▶ _Task prompt_: Exactly reproduce the lines from the line bearing "Target: fallen tree trunk" through the end of the listing, inclusive of both; pictures are to be omitted.

------------------------------------------------

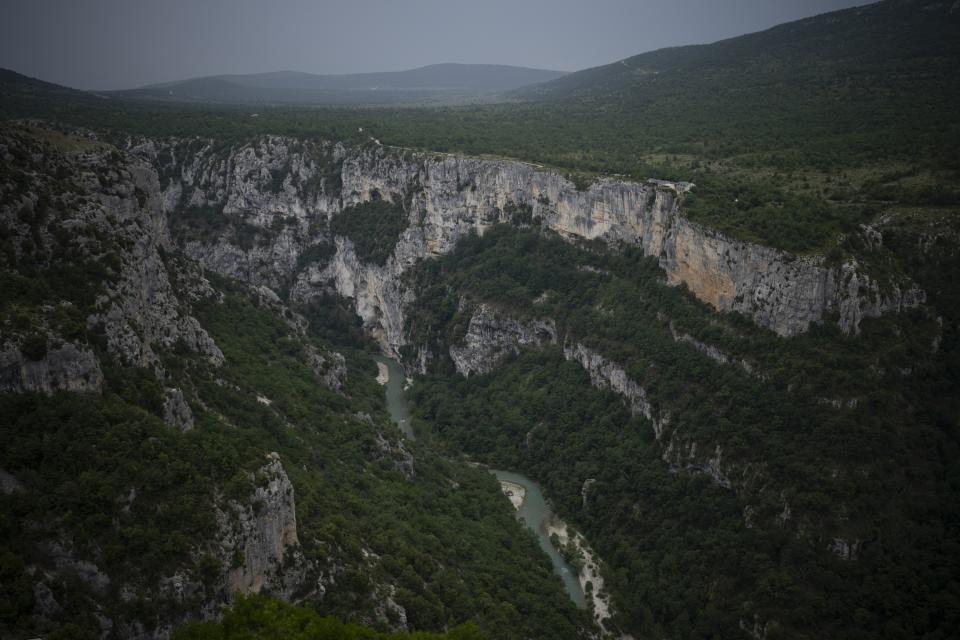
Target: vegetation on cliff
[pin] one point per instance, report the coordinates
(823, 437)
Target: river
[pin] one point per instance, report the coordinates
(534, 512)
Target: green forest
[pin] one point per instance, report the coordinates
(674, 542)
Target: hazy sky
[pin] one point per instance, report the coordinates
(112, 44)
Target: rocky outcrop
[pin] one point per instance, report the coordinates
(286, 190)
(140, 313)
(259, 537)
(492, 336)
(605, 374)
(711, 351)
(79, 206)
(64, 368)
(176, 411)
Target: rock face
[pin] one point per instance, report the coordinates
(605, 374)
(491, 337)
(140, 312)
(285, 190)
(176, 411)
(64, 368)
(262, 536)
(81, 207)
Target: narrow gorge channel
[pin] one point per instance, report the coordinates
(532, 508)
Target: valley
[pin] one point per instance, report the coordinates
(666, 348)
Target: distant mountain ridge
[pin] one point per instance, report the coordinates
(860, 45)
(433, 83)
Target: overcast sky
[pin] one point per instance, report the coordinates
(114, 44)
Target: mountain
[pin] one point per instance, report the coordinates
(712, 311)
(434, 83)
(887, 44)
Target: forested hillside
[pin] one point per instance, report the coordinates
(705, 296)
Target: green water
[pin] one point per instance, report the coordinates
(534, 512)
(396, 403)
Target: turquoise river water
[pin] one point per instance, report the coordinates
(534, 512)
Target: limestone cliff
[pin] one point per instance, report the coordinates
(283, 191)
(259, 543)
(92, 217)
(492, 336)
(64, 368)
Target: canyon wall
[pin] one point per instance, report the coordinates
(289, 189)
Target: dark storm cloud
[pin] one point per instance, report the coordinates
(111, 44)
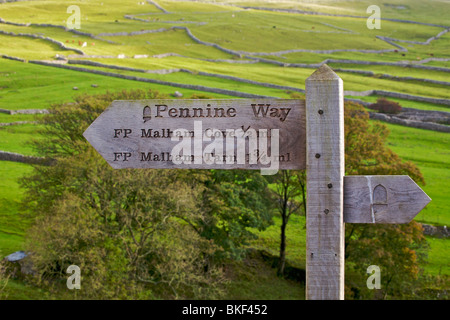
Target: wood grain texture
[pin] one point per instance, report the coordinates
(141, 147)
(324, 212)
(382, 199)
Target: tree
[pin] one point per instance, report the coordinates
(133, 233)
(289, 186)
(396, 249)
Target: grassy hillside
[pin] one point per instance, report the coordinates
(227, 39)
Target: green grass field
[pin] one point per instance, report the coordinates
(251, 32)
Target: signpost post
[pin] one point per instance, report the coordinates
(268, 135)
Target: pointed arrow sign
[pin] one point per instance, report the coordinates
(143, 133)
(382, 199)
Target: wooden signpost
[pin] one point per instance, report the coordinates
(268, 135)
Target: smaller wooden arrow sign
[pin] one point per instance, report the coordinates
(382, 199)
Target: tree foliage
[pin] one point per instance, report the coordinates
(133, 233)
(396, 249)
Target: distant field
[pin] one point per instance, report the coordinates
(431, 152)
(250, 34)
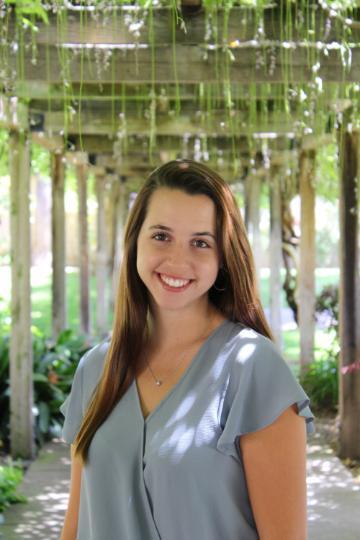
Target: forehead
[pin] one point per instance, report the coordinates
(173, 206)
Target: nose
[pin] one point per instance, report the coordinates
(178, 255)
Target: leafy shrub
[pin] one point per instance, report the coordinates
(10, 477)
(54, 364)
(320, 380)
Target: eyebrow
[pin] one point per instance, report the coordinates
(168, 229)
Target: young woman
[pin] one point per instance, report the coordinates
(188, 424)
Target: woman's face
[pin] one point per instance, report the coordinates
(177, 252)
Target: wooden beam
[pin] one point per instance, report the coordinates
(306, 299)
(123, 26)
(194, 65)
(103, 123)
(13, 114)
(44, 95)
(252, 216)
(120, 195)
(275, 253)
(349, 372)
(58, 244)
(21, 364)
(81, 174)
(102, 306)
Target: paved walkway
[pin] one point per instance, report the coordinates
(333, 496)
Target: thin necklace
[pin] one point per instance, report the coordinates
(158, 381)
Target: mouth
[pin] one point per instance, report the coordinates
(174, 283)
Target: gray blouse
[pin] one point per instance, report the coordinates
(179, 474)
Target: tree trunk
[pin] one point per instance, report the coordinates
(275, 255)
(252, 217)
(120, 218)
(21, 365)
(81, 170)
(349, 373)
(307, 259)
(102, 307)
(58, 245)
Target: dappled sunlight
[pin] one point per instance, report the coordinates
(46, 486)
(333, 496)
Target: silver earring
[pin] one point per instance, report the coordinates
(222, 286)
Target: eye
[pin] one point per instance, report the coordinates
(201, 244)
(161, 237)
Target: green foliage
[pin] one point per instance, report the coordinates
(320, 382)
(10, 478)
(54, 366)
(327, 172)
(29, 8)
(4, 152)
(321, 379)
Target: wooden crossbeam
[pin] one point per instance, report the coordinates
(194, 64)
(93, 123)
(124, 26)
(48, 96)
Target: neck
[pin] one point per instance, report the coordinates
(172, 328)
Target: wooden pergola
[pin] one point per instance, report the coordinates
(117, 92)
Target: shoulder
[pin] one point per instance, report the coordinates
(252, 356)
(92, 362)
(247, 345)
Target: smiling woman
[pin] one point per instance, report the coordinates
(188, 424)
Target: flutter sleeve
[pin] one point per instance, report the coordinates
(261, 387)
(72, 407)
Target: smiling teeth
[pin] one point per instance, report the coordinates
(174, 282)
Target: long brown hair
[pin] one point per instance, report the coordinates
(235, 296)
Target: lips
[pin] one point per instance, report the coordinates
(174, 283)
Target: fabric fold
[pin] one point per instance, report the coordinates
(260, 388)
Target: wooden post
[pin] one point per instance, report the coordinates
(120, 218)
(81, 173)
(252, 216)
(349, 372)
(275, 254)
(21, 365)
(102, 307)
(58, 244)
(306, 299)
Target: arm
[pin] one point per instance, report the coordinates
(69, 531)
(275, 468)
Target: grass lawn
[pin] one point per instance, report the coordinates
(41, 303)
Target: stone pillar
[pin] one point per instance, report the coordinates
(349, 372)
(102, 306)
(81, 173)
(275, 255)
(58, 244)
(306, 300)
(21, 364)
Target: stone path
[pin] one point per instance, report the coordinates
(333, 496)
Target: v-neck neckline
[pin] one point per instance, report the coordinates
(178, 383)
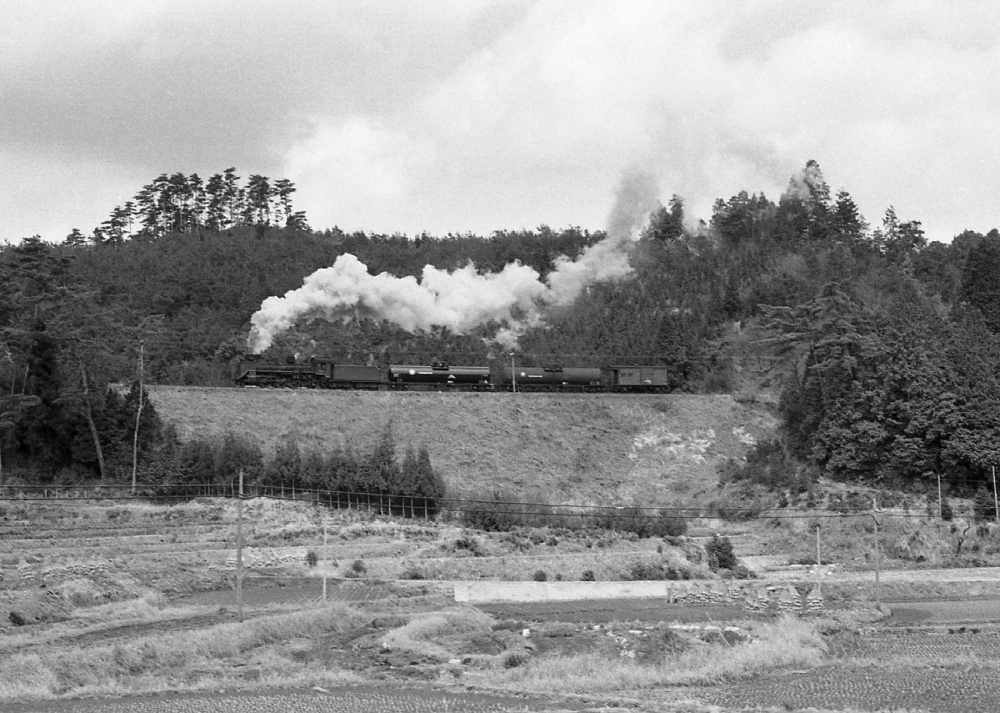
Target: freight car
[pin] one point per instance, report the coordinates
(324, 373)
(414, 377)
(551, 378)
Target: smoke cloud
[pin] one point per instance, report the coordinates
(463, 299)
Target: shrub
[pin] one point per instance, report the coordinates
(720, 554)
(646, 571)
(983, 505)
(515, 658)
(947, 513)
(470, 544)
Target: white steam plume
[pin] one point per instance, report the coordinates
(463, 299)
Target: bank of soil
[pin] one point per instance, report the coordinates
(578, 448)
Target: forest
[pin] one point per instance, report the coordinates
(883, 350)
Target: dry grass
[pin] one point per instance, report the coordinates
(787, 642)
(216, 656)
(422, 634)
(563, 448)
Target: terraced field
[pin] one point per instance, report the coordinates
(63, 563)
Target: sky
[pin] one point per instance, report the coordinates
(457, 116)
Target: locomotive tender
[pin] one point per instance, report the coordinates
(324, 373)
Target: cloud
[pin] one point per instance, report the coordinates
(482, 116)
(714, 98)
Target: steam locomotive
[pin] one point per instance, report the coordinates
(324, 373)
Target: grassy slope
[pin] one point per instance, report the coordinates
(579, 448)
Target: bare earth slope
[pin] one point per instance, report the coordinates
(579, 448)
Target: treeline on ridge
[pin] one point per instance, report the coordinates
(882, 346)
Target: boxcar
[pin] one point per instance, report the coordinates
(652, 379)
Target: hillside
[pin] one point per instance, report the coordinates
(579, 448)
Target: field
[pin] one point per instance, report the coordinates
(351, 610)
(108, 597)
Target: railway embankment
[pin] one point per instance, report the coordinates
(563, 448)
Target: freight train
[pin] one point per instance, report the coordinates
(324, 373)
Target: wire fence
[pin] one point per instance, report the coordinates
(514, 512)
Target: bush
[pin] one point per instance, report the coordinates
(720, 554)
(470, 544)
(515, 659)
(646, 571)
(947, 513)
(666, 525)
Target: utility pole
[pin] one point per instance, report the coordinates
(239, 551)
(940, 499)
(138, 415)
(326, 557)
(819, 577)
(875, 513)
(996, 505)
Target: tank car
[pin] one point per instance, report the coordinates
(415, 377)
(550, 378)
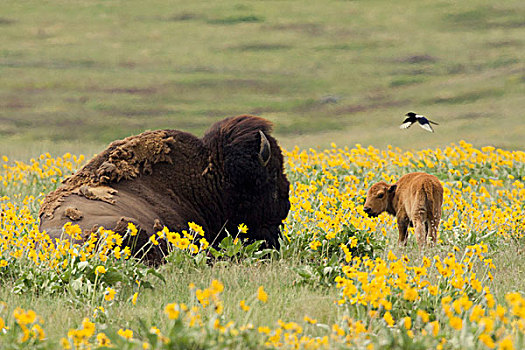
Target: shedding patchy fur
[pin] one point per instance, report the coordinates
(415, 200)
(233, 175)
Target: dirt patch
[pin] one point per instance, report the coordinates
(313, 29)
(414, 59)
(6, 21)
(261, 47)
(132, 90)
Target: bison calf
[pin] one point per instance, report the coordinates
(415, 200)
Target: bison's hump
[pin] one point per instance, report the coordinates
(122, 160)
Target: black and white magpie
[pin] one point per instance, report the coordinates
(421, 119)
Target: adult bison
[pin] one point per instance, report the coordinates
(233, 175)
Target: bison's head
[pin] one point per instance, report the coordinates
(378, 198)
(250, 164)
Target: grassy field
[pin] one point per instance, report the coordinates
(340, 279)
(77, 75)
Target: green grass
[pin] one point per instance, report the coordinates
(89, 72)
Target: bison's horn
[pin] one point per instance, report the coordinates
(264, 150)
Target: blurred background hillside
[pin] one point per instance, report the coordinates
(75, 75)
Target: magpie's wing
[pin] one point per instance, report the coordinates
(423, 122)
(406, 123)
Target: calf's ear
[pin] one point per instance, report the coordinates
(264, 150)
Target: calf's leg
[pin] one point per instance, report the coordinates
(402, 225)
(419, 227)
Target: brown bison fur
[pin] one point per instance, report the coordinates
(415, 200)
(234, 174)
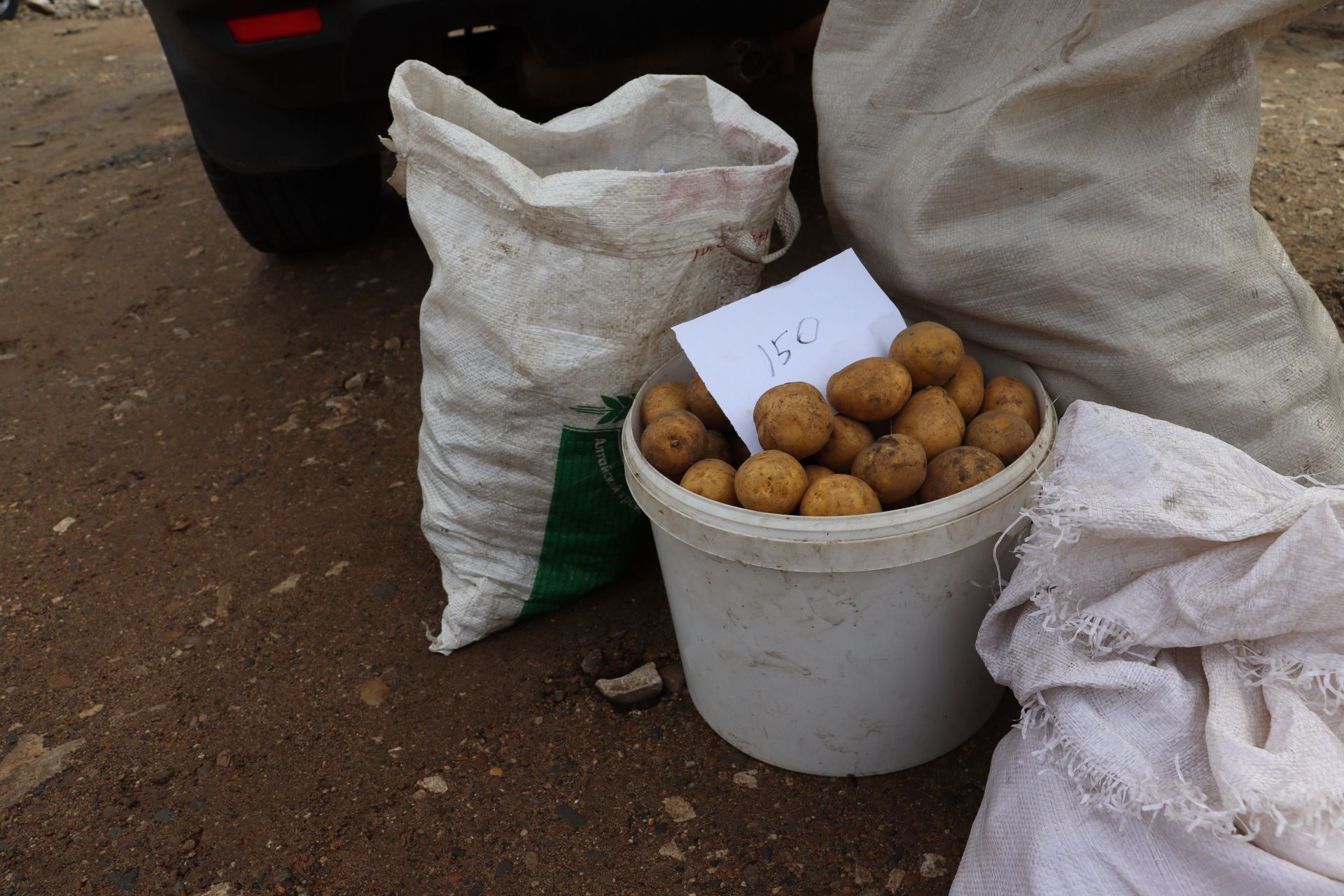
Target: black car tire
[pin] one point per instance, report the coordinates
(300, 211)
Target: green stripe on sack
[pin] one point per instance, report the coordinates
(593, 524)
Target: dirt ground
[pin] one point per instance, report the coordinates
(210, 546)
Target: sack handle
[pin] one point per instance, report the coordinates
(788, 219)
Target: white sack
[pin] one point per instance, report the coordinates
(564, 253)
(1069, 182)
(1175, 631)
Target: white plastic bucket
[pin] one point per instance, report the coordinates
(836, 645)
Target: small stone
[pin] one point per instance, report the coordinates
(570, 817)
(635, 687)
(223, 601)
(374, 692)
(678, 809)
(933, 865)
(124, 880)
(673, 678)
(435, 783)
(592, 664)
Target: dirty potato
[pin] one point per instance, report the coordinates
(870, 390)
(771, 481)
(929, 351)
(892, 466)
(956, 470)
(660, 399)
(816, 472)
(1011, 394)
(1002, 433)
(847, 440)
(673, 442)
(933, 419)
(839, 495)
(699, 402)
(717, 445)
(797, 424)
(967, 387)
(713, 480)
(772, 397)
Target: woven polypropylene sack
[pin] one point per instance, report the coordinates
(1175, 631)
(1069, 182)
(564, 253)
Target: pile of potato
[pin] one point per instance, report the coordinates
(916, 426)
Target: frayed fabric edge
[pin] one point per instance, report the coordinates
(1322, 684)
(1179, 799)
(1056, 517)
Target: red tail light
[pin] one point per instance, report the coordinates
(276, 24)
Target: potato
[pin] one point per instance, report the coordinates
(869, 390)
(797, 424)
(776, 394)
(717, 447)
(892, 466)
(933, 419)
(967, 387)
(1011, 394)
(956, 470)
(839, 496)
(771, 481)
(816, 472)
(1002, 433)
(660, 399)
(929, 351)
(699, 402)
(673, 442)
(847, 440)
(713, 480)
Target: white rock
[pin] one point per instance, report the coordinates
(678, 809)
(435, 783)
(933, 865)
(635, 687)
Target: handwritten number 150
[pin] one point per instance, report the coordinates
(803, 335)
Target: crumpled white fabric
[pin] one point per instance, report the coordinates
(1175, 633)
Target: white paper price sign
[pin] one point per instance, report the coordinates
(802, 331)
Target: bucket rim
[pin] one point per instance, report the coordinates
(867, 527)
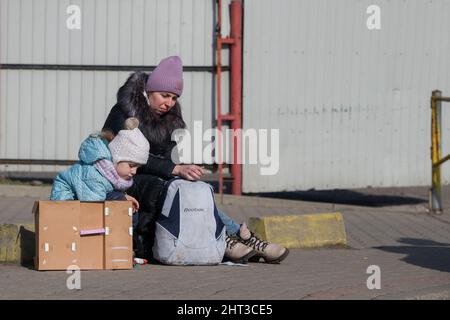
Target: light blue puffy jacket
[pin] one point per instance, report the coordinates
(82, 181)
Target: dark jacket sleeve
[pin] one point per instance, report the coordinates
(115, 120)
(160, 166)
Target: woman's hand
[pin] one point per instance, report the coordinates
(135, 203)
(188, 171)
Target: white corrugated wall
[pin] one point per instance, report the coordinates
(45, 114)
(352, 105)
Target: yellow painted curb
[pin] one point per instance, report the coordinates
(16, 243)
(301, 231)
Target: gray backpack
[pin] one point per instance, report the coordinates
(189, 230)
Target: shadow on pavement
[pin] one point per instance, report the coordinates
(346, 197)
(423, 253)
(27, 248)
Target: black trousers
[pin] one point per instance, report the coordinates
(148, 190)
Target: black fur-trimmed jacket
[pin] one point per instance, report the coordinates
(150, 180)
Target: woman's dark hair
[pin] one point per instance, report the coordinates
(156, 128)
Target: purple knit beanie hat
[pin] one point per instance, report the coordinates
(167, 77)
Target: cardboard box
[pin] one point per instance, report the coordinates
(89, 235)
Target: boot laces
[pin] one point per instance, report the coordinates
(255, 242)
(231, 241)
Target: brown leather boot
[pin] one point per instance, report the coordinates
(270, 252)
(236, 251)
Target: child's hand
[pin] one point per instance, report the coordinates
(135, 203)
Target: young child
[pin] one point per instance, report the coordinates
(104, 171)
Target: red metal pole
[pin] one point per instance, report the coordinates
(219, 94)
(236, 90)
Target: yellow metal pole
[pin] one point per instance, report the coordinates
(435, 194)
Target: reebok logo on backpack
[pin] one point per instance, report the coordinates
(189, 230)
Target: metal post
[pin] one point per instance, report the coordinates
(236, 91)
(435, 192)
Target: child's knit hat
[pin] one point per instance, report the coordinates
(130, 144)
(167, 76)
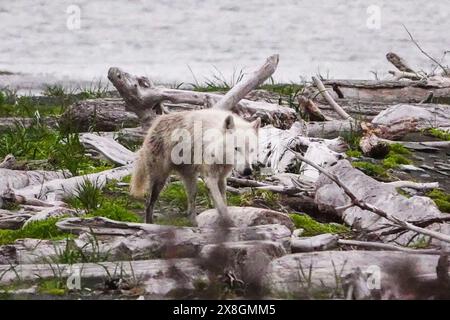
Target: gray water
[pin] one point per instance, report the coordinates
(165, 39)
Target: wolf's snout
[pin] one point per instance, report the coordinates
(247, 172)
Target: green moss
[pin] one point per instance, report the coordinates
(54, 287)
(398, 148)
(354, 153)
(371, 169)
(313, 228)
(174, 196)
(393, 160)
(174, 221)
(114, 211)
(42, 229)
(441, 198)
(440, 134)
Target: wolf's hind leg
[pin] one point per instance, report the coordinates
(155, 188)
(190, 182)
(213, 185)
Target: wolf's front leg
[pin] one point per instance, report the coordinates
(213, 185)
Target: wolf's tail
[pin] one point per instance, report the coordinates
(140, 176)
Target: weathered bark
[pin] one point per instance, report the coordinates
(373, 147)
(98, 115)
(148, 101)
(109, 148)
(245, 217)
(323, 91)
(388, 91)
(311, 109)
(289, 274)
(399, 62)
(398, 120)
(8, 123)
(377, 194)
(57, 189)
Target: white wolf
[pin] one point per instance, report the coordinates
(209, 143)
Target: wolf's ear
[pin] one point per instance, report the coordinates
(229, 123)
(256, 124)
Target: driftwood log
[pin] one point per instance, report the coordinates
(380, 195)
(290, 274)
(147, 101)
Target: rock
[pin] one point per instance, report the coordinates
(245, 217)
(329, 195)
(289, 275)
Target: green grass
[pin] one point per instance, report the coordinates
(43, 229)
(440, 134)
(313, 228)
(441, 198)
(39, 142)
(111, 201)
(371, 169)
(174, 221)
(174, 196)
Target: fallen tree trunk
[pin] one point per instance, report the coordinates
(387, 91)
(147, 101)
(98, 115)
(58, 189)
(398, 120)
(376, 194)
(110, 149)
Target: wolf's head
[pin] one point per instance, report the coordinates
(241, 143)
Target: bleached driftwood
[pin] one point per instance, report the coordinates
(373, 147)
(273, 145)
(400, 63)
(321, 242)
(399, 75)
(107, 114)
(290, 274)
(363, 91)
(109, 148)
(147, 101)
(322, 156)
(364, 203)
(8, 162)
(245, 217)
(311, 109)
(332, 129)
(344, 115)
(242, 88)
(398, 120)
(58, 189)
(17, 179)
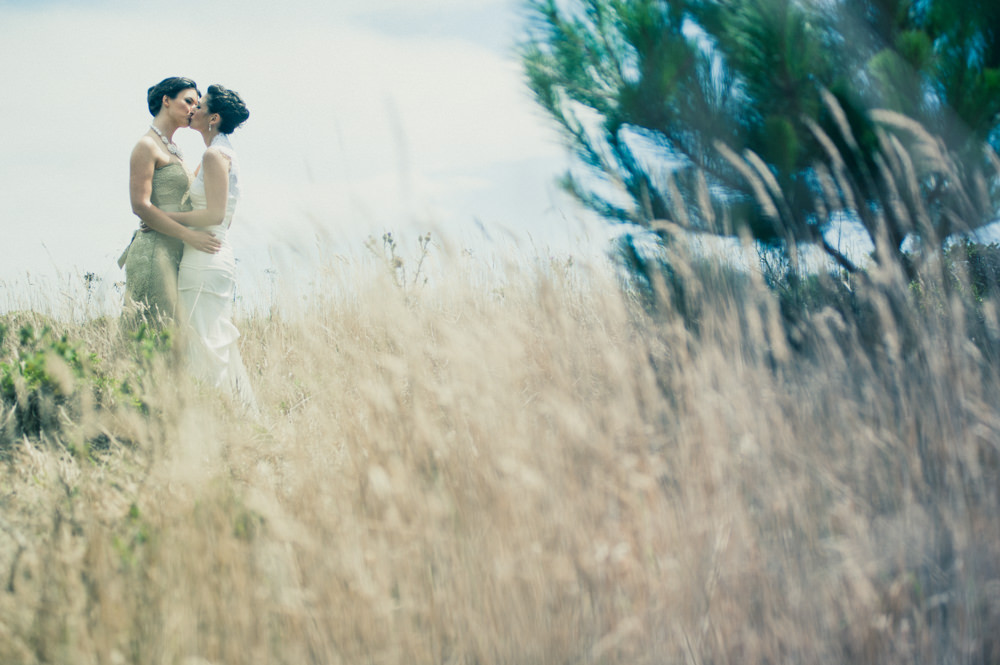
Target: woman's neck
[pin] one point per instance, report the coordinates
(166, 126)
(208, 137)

------------------------------------------------

▶ _Solution to the problem_:
Target: fallen tree trunk
[pin] one point per instance, report the coordinates
(387, 91)
(147, 101)
(98, 115)
(58, 189)
(398, 120)
(376, 194)
(110, 149)
Target: wolf's head
[pin] one point per instance, report the coordinates
(241, 143)
Target: bleached driftwood
[pin] one point per instance, report the coordinates
(373, 147)
(273, 145)
(400, 63)
(321, 242)
(399, 75)
(107, 114)
(290, 274)
(363, 91)
(109, 148)
(147, 101)
(322, 156)
(364, 203)
(8, 162)
(245, 217)
(311, 109)
(332, 129)
(344, 115)
(242, 88)
(398, 120)
(58, 189)
(17, 179)
Target: woman's neck
[pin] one point per instance, report the coordinates
(166, 126)
(208, 137)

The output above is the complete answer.